## WHAT TO PRODUCE
Can you restate the part of the child drug-safety text that opens with "You may report" and closes with "right into the mouth.", swapping "pellets" for "granules"?

** STUDY TEXT follows **

WARNING/CAUTION: Even though it may be rare, some people may have very bad and sometimes deadly side effects when taking a drug. Tell your child’s doctor or get medical help right away if your child has any of the following signs or symptoms that may be related to a very bad side effect:
- Signs of an allergic reaction, like rash; hives; itching; red, swollen, blistered, or peeling skin with or without fever; wheezing; tightness in the chest or throat; trouble breathing, swallowing, or talking; unusual hoarseness; or swelling of the mouth, face, lips, tongue, or throat.
- Signs of kidney problems like unable to pass urine, change in how much urine is passed, blood in the urine, or a big weight gain.
- Signs of high potassium levels like a heartbeat that does not feel normal; feeling confused; feeling weak, lightheaded, or dizzy; feeling like passing out; numbness or tingling; or shortness of breath.
- Dizziness or passing out.
- Stomach pain.
- Throwing up.
All drugs may cause side effects. However, many people have no side effects or only have minor side effects. Call your child’s doctor or get medical help if any of these side effects or any other side effects bother your child or do not go away:
These are not all of the side effects that may occur. If you have questions about side effects, call your child’s doctor. Call your child’s doctor for medical advice about side effects.
You may report side effects to your national health agency.
Give this drug as ordered by your child’s doctor. Read all information given to you. Follow all instructions closely.
- Give this drug with or without food but give it the same way each time. Always give with food or always give on an empty stomach.
- Give this drug at the same time of day.
- Keep giving this drug to your child as you have been told by your child’s doctor or other health care provider, even if your child feels well.
- Have your child drink lots of noncaffeine liquids unless told to drink less liquid by your child’s doctor.
- Do not let your child chew or crush the pellets inside the capsule. Do not let your child swallow the capsule. Do not empty the contents of the capsule right into the mouth.
- Open the capsule and empty the contents into a spoon then into the mouth. Do not let your child chew or crush. Have your child swallow the dose right away with water or milk (dairy or soy-based). You may also mix the contents of the capsule with 1 or more teaspoons of vanilla pudding (milk or soy-based), vanilla ice cream (milk or soy-based), milk (dairy or soy-based), or water. Do not mix with any other foods or liquids.
- Give a missed dose as soon as you think about it.

** End of STUDY TEXT **
** SUPPLIED RECORDS follows **

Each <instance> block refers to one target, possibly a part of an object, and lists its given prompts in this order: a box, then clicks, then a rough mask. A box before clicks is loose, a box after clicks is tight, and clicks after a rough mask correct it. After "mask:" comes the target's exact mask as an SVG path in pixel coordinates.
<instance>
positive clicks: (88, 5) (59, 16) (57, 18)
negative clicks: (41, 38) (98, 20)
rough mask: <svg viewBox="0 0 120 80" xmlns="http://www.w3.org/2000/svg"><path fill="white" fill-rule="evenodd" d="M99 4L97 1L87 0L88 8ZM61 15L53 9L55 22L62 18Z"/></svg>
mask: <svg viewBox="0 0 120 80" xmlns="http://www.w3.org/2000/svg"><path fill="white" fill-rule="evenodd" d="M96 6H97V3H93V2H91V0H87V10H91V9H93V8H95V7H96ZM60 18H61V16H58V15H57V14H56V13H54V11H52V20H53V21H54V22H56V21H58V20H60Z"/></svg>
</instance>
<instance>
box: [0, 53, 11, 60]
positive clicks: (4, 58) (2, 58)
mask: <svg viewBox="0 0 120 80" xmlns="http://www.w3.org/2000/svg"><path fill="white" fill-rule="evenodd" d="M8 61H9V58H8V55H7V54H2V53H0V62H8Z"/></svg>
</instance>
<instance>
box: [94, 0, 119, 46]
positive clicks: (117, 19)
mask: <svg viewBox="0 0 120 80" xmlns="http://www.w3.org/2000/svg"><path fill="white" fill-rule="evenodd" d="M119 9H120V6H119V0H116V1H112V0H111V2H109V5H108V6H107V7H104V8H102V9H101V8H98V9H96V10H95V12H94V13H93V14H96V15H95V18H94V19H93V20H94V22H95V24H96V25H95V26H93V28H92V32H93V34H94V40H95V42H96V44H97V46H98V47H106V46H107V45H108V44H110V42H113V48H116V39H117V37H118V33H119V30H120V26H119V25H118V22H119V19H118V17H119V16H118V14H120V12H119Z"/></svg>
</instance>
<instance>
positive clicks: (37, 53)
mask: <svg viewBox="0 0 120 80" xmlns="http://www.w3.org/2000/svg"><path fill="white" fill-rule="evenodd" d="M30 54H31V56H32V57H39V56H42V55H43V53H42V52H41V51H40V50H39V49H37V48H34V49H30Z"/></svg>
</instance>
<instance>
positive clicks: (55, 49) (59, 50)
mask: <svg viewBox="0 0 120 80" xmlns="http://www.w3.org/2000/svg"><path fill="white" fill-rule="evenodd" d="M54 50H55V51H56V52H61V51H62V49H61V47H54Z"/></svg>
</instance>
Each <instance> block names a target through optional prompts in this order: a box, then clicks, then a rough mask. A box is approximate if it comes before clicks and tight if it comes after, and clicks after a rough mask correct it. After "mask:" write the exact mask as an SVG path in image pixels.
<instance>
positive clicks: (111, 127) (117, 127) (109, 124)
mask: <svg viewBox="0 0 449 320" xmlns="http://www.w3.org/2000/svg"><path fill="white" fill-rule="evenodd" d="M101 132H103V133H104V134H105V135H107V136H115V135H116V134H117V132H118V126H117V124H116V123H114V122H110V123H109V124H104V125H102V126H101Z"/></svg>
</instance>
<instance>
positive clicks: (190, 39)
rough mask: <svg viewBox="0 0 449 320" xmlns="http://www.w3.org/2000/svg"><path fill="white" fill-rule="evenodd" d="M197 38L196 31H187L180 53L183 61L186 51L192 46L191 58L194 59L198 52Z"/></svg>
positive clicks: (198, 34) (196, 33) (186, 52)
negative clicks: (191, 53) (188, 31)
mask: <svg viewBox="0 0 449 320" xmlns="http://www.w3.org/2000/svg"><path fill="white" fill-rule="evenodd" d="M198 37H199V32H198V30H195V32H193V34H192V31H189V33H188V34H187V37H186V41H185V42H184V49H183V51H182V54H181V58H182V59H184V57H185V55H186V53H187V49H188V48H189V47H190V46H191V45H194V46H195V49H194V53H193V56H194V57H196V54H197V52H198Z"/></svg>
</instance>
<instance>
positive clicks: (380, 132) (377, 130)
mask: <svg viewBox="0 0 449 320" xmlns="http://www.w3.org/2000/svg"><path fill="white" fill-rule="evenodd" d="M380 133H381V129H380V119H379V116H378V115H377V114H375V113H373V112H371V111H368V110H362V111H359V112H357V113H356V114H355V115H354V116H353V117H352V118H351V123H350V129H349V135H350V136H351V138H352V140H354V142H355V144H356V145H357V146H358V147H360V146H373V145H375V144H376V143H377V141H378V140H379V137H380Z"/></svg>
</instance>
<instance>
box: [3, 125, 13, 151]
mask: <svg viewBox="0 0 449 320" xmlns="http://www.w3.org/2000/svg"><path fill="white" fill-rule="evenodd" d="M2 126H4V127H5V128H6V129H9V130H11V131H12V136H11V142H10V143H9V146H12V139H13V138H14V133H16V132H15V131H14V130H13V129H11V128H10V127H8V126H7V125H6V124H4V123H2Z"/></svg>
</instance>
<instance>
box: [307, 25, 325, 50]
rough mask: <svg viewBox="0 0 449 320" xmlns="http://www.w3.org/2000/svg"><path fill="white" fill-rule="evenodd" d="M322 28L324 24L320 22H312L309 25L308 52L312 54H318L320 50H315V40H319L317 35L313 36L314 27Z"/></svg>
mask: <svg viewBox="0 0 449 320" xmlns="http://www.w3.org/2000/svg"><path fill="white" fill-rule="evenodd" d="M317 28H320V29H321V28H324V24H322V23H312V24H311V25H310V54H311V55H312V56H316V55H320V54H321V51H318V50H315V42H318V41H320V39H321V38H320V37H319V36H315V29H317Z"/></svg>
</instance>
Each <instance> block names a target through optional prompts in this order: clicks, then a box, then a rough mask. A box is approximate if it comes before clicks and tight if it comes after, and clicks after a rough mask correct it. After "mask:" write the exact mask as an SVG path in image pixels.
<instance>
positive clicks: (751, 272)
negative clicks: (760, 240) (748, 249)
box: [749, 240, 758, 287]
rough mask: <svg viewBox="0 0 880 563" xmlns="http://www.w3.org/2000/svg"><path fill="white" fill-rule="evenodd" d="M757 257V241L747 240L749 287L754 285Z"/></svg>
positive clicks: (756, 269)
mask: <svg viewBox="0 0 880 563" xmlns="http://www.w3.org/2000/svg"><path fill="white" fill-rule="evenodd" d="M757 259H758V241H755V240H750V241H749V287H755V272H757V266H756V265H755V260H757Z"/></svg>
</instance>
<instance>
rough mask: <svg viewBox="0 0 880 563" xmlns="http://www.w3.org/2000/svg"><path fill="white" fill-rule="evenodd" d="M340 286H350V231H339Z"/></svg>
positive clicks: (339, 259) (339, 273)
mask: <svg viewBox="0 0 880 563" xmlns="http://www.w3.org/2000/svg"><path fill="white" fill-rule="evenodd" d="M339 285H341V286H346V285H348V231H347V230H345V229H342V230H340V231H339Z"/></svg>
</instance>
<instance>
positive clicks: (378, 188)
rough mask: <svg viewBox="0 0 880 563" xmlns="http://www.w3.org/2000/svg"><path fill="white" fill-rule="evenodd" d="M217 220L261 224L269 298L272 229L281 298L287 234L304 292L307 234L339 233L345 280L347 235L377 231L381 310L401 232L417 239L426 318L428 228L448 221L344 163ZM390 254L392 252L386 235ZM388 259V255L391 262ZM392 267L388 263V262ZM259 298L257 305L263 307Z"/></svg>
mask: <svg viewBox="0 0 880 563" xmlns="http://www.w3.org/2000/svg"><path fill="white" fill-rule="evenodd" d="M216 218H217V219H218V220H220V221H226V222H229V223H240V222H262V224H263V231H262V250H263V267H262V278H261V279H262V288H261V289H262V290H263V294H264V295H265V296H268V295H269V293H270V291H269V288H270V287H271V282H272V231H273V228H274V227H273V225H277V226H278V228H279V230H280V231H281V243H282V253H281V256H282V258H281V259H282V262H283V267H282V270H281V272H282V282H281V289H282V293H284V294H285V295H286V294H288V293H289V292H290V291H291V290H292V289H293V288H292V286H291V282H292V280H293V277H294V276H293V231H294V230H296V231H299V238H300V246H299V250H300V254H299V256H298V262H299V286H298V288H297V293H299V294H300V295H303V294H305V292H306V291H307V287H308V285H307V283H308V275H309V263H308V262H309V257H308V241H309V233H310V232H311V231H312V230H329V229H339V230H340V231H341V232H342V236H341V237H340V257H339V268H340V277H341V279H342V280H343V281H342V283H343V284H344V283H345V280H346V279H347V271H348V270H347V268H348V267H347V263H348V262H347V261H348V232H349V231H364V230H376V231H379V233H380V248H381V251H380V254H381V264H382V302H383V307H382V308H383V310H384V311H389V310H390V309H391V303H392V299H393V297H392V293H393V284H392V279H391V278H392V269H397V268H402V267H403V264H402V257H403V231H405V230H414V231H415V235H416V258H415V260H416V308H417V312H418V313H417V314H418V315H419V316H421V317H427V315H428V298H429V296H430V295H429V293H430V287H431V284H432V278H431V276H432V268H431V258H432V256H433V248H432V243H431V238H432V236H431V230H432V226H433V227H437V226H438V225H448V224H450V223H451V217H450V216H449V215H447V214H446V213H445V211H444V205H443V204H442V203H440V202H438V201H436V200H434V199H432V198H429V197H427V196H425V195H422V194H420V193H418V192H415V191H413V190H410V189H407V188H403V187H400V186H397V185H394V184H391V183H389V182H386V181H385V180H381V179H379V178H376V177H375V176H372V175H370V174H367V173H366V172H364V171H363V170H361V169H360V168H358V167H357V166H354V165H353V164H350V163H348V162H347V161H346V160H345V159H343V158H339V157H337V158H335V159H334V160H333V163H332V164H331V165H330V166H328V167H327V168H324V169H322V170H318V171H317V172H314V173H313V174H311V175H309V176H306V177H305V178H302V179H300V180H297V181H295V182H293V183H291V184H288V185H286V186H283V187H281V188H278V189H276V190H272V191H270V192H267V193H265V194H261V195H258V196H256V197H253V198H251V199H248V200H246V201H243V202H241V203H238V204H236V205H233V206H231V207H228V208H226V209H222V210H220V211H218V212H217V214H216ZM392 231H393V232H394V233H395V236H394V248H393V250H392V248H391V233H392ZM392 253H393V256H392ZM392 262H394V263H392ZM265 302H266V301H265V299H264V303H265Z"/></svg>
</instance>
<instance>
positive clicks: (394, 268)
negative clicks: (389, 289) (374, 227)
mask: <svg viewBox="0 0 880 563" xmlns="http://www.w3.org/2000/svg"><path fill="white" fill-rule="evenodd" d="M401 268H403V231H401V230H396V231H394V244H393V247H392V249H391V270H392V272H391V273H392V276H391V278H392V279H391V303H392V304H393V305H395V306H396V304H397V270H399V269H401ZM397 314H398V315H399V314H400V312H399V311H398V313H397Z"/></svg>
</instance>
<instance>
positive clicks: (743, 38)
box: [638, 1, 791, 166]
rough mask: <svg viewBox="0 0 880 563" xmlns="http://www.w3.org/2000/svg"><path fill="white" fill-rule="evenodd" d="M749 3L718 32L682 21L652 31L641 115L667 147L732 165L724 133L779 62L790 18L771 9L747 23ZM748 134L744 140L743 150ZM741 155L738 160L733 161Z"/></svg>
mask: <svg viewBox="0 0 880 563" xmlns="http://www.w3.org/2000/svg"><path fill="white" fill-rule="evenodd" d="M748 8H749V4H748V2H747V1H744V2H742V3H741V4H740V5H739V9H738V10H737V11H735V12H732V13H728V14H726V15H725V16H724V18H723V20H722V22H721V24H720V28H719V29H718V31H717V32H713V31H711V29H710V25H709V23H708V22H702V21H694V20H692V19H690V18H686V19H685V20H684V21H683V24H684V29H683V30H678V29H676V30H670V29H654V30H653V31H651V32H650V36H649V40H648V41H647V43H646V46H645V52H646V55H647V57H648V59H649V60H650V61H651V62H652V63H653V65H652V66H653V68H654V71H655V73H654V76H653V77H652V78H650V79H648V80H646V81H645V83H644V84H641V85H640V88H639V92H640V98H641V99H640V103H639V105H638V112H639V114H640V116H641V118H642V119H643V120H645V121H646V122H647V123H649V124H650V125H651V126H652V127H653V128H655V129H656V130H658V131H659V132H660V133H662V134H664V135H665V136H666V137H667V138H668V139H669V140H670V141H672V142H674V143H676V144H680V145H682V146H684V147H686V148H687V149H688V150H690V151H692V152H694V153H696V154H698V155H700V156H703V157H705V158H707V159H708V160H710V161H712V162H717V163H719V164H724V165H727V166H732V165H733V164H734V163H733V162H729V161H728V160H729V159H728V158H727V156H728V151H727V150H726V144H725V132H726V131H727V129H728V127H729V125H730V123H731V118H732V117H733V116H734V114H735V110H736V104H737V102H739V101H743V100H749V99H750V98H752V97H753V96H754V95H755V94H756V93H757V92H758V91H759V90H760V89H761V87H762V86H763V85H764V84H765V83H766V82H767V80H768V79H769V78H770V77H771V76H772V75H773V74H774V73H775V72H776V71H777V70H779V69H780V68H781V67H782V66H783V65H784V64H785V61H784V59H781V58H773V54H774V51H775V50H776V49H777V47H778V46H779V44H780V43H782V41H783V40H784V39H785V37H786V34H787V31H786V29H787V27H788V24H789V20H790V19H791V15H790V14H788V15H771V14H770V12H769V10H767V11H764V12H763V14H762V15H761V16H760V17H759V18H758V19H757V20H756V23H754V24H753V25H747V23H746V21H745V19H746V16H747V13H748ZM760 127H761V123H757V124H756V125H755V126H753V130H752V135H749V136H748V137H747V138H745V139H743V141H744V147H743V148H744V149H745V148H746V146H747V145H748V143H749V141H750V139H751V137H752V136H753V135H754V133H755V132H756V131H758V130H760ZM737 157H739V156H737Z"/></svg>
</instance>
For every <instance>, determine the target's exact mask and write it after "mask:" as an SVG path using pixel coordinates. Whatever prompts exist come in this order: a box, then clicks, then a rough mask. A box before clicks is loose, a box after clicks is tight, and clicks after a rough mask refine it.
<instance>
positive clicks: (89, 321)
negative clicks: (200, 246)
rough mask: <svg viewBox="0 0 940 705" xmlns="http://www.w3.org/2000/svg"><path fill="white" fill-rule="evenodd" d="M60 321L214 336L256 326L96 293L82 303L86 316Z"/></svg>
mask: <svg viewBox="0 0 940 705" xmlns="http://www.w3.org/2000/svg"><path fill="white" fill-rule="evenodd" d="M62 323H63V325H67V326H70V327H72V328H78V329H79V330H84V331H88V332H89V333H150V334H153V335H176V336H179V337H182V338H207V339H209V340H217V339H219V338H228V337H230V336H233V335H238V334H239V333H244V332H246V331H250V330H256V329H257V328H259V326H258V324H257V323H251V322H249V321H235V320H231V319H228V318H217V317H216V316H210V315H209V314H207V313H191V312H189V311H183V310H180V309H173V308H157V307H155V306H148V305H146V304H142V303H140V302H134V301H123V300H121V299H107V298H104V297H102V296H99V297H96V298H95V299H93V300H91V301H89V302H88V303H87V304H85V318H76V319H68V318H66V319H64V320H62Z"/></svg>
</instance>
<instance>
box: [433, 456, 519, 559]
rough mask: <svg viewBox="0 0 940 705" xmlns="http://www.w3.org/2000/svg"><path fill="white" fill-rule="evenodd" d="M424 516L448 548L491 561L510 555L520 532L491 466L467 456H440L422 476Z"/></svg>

** End of SUPPLIED RECORDS **

## SOLUTION TO THE EXERCISE
You may report side effects to your national health agency.
Give this drug as ordered by your child’s doctor. Read all information given to you. Follow all instructions closely.
- Give this drug with or without food but give it the same way each time. Always give with food or always give on an empty stomach.
- Give this drug at the same time of day.
- Keep giving this drug to your child as you have been told by your child’s doctor or other health care provider, even if your child feels well.
- Have your child drink lots of noncaffeine liquids unless told to drink less liquid by your child’s doctor.
- Do not let your child chew or crush the granules inside the capsule. Do not let your child swallow the capsule. Do not empty the contents of the capsule right into the mouth.